### Problems to work on
(a) List every people or tribe named in the passage on Roman campaigns in the Balkans.
(b) Extend the passage on Roman campaigns in the Balkans by a paragraph, picking up after its final sentence.

### Document text
** start **

It may be assumed that these various conquests in the Balkans had led to the ‘pacification’ of the conquered peoples – or their ‘subjection’ – but this did not necessarily mean that there had been any serious campaigns against them.37 When he had acquired Siscia, Octavian accepted the submission of the local Pannonians, but did nothing more.38 This may have been what happened to the other groups who were not campaigned against; the presence of a victorious Roman army in the region might well have persuaded them simply to render a formal submission and so to avoid a serious ravage by an army which was all too competent at such activity.

This situation held for over a decade. Then in 16 BC an attack by the Scordisci and the Denthelitai against Macedonia is recorded; Dio’s words imply that they broke through the frontier defences and ravaged widely, though this may be either his guesswork or an exaggeration (or both).39 These were two of the Balkan peoples who had not been noted as either conquered or subdued during Crassus’ campaigns, though the Denthelitai had been Roman allies and had been defended by Crassus against attacks by, for example, the Bastarnae.40 The Scordisci, rather surprisingly, are not mentioned at all in either Octavian’s campaign in 35, or Crassus’ in 29–28. But it seems evident from events in 16–15 that the apprehensions and the tensions amongst both groups had been growing. In 16 the two launched a joint attack on Macedonia; and in the same year the Pannonians, only theoretically subdued by Augustus in 35, attacked the Roman position in Istria, at the gateway into Italy. These Pannonians were apparently allied in this enterprise with the Noricans, whose kingdom has been a Roman ally for a century or so.41

This was evidently a coordinated attack by these several peoples, who must all have felt under an urgent and immediate threat from Rome. That one of them was a Roman subject tribe – the Pannonians – and two were Roman allies – the Denthelitai and Noricum – only emphasizes that they feared something, which could only be a Roman campaign of conquest. So the three who were in treaty relationship with Rome were pre-empting an apprehended attack, which they must have expected, by their ally, and their object was presumably to drive the Romans back to the borders of Italy. By attacking first, of course, they could be accused of bad faith, whereas in fact it was their perception of Roman bad faith which had provoked them. Noricum had been a Roman ally for a century, and the Denthelitai had been saved from their enemies by Crassus, so both clearly owed Rome a major political debt. The Pannonians had the well-garrisoned Siscia, a town taken from them, in their midst. All three of these peoples in their rebellion could be accused – and no doubt were guilty – of faithlessness, but none of them would be likely to undertake a rebellion against their powerful protector without a very good reason. The only possible reason is that they feared that that protector, Rome, intended them harm.

** end **

[Some rows]
** start **

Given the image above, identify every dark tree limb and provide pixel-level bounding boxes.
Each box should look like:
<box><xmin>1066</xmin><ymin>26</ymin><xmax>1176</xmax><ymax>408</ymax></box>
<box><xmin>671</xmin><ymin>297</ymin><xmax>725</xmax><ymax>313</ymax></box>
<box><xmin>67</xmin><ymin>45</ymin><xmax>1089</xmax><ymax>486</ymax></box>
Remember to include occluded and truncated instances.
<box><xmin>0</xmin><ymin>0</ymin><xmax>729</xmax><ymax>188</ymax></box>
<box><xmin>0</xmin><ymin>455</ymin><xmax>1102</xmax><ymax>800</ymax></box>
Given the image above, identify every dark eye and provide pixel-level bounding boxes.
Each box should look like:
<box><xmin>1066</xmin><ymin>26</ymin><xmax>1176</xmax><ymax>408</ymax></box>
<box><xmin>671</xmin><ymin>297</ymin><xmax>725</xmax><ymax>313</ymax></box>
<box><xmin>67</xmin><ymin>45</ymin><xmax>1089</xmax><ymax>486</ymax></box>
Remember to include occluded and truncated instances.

** end **

### Expected results
(a) Pannonians, Scordisci, Denthelitai, Bastarnae, Noricans

(b)
The status of the Scordisci at the time is, however, unknown. The absence of notices of the Scordisci in the events in the Balkans since Burebista’s assassination is uncharacteristic. For two centuries and more they had been a warrior people, and for a time they had controlled an unsteady local empire for rather longer than had Burebista. They were long familiar with Rome and its wars and methods. Their subjection to, and then alliance with, Burebista suggests that they had been so weakened by rebellions and defeats by his time that they were not capable easily of continuing in independence. Yet they held the most important strategic position in the Balkan region, and they had bold relations with all the peoples around them. Possibly their protection against trouble was that very strategic position, which none of their potential enemies would wish to see fall into other hands. It is evident in this connection that they were about the only Balkan state which was still without any political relationship with Rome other than old conflicts. This may well be the clue to the events of 16-15.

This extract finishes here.